_PODANY TEKST_
◇ ◇ ◇

Rozważania do czytań

Ewangeliarz OP


Do góry

o. Mieczysław Łusiak SJ

Bez Niego nic się nie stało
„Bez Niego nic się nie stało, co się stało”. To, co stało się na tym świecie bez Słowa, którym jest Bóg nie ma właściwie żadnego znaczenia. Na dobrą sprawę w ogóle się nie stało. To, co nie ma ostatecznie swego źródła w Bogu jest tak nietrwałe, że właściwie można to uznać za nieistniejące. Jeśli więc chcemy zrobić coś trwałego, współpracujmy z Bogiem! Bóg jest otwarty na współpracę, jest ciekaw naszych pomysłów, inicjatyw, pragnień. Wcale nie chce być jedynym myślącym na tym świecie. Dlatego stworzył nas rozumnymi i wolnymi. Ale On nie zaangażuje się w coś, co nie jest dobre i dlatego to, co nie jest dobre nie jest też trwałe. I dzięki Bogu! Dzięki temu, że „bez Niego nic się nie stało, co się stało”.
Nie myślmy więc, że zło, które uczyniliśmy, lub które nam uczyniono, jest trwałe. Trwałe jest tylko dobro. I nie podtrzymujmy sztucznie istnienia tego, co jest złe. To jest bez sensu.
o. Mieczysław Łusiak SJ


Do góry

Patroni dnia:

Błogosławiona Marcelina Darowska, zakonnica
urodziła się 16 stycznia 1827 r. w Szulakach. W młodości pracowała w majątku, a także uczyła wiejskie dzieci. Często też odwiedzała chorych. Od dzieciństwa myślała o życiu zakonnym; jednak zgodnie z wolą ojca w wieku 22 lat wyszła za mąż za Karola Darowskiego. Wkrótce urodziła syna i córkę. Po trzech latach małżeństwa jej mąż zmarł nagle na tyfus, w rok później zmarł ich maleńki synek. W Rzymie w czasie modlitwy zrozumiała, że jest wezwana do stworzenia zgromadzenia o charakterze wychowawczym. Choroba córki Marceliny zmusiła ją do powrotu na Podole. Podjęła tu pracę społeczno-oświatową, pomagała chłopom w usamodzielnieniu się po uwłaszczeniu. Mając 27 lat związała się w Rzymie prywatnymi ślubami ze zgromadzeniem tworzącym się wokół o. Hieronima i Józefy Karskiej. W 1863 r., po śmierci Józefy, została przełożoną nowej wspólnoty. Pius IX, błogosławiąc temu dziełu, powiedział: "To zgromadzenie jest dla Polski". Marcelina zmarła 5 stycznia 1911 r. w Jazłowcu.

◇ ◇ ◇

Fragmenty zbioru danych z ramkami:
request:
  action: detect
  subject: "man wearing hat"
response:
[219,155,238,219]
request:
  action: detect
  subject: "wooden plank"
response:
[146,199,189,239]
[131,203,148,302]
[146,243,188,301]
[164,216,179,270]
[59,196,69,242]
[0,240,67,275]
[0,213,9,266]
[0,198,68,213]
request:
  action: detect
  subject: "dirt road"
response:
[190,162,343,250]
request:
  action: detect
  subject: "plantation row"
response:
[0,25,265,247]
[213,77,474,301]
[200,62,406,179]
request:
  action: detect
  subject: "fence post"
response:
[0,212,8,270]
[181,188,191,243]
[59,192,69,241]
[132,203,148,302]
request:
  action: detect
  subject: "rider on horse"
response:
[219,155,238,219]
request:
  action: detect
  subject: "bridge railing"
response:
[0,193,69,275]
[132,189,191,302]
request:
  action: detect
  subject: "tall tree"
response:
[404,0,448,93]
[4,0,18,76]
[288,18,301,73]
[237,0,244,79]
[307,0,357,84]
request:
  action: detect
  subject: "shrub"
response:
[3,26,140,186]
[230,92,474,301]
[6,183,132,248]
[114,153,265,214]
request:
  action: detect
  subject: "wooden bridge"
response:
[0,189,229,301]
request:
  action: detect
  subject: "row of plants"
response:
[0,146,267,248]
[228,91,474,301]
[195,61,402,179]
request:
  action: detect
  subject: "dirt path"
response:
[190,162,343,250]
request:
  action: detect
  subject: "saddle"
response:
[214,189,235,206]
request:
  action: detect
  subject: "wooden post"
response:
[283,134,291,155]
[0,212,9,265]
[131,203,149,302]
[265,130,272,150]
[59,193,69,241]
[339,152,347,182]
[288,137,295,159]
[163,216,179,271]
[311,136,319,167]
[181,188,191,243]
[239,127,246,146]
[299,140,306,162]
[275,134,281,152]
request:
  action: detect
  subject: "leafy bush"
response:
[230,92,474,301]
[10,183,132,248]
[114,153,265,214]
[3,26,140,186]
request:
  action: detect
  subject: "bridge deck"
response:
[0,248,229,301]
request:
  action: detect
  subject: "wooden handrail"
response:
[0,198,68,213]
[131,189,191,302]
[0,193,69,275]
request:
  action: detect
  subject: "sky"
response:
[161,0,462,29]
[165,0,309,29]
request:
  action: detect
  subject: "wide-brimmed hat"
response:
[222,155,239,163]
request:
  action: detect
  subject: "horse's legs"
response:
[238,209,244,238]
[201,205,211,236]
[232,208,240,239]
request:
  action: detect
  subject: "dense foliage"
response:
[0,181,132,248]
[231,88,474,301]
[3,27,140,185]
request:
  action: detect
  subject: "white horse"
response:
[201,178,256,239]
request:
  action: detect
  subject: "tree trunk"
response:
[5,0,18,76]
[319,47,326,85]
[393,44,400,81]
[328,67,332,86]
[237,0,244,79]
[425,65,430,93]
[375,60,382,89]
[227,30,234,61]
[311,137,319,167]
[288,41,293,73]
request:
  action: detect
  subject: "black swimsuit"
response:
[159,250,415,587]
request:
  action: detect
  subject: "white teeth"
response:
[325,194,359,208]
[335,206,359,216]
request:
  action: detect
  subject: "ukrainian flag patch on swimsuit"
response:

◇ ◇ ◇

_LISTA ZADAŃ_
1 – Według podanego tekstu, w którym roku Marcelina Darowska została przełożoną nowej wspólnoty?
2 – Pomnóż przez 1,75 wszystkie współrzędne ramek we wpisach od pierwszego wiersza aż do wiersza z „[232,208,240,239]” włącznie. Wyniki zaokrąglij do liczb całkowitych, połówki w górę, i wypisz ponownie cały ten fragment, także wiersze bez liczb.

_ROZWIĄZANIA ZADAŃ_
1 – W 1863 roku.

2 –
request:
  action: detect
  subject: "man wearing hat"
response:
[383,271,417,383]
request:
  action: detect
  subject: "wooden plank"
response:
[256,348,331,418]
[229,355,259,529]
[256,425,329,527]
[287,378,313,473]
[103,343,121,424]
[0,420,117,481]
[0,373,16,466]
[0,347,119,373]
request:
  action: detect
  subject: "dirt road"
response:
[333,284,600,438]
request:
  action: detect
  subject: "plantation row"
response:
[0,44,464,432]
[373,135,830,527]
[350,109,711,313]
request:
  action: detect
  subject: "fence post"
response:
[0,371,14,473]
[317,329,334,425]
[103,336,121,422]
[231,355,259,529]
request:
  action: detect
  subject: "rider on horse"
response:
[383,271,417,383]
request:
  action: detect
  subject: "bridge railing"
response:
[0,338,121,481]
[231,331,334,529]
request:
  action: detect
  subject: "tall tree"
response:
[707,0,784,163]
[7,0,32,133]
[504,32,527,128]
[415,0,427,138]
[537,0,625,147]
request:
  action: detect
  subject: "shrub"
response:
[5,46,245,326]
[403,161,830,527]
[11,320,231,434]
[200,268,464,375]
request:
  action: detect
  subject: "wooden bridge"
response:
[0,331,401,527]
request:
  action: detect
  subject: "row of plants"
response:
[0,256,467,434]
[399,159,830,527]
[341,107,704,313]
request:
  action: detect
  subject: "dirt path"
response:
[333,284,600,438]
request:
  action: detect
  subject: "saddle"
response:
[375,331,411,361]
request:
  action: detect
  subject: "wooden post"
response:
[495,235,509,271]
[0,371,16,464]
[229,355,261,529]
[464,228,476,263]
[103,338,121,422]
[593,266,607,319]
[504,240,516,278]
[285,378,313,474]
[544,238,558,292]
[317,329,334,425]
[418,222,431,256]
[523,245,536,284]
[481,235,492,266]
request:
  action: detect
  subject: "leafy bush"
response:
[403,161,830,527]
[18,320,231,434]
[200,268,464,375]
[5,46,245,326]
request:
  action: detect
  subject: "bridge deck"
response:
[0,434,401,527]
request:
  action: detect
  subject: "wooden handrail"
response:
[0,347,119,373]
[229,331,334,529]
[0,338,121,481]
request:
  action: detect
  subject: "sky"
response:
[282,0,809,51]
[289,0,541,51]
request:
  action: detect
  subject: "wide-brimmed hat"
response:
[389,271,418,285]
request:
  action: detect
  subject: "horse's legs"
response:
[417,366,427,417]
[352,359,369,413]
[406,364,420,418]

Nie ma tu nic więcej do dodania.